▶ _Your instructions_
Format the rows as a numbered list, one item per line, starting at the line that contains "fairing, it would be much appreciated." and running through the last row, inclusive. Omit any blank lines.

── Records supplied

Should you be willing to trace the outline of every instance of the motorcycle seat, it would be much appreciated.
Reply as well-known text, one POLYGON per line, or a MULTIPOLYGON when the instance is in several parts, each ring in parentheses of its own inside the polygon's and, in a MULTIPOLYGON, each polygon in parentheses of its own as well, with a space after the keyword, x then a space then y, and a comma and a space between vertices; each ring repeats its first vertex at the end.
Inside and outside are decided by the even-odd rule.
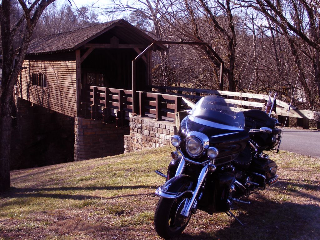
POLYGON ((263 127, 272 129, 275 126, 274 121, 267 113, 261 110, 252 109, 244 112, 243 114, 245 117, 246 125, 247 125, 247 121, 250 122, 253 121, 256 124, 256 129, 263 127))

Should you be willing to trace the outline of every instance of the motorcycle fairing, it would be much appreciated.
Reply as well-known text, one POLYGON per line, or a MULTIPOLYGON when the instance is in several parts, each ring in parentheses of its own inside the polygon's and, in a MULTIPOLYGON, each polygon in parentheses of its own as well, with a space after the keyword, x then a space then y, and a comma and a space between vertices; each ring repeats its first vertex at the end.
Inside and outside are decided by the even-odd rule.
POLYGON ((185 139, 191 132, 201 132, 208 136, 210 146, 219 151, 217 163, 232 161, 237 156, 236 154, 244 148, 249 139, 248 132, 242 129, 188 116, 182 120, 179 130, 179 134, 183 139, 180 147, 183 151, 186 150, 185 139))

────

▶ _Correct answer_
1. Should you be willing to trace the outline of every instance of the motorcycle fairing, it would be much appreciated.
2. Reply as well-known text, one POLYGON per line, or a MULTIPOLYGON when the instance is in several parts, each ring in parentheses of its own inside the polygon's and, in a MULTIPOLYGON, each polygon in parentheses of its own as well, with a space after the keyword, x then a space then y, and a comma and a space between vertices; each ring repeats its first vertex at the end.
3. Inside and outside are decided by the even-odd rule.
4. POLYGON ((185 139, 191 132, 201 132, 208 136, 210 146, 219 151, 217 163, 232 161, 237 156, 236 154, 244 148, 249 139, 248 132, 242 129, 188 116, 182 120, 179 130, 179 134, 183 139, 180 147, 183 151, 186 150, 185 139))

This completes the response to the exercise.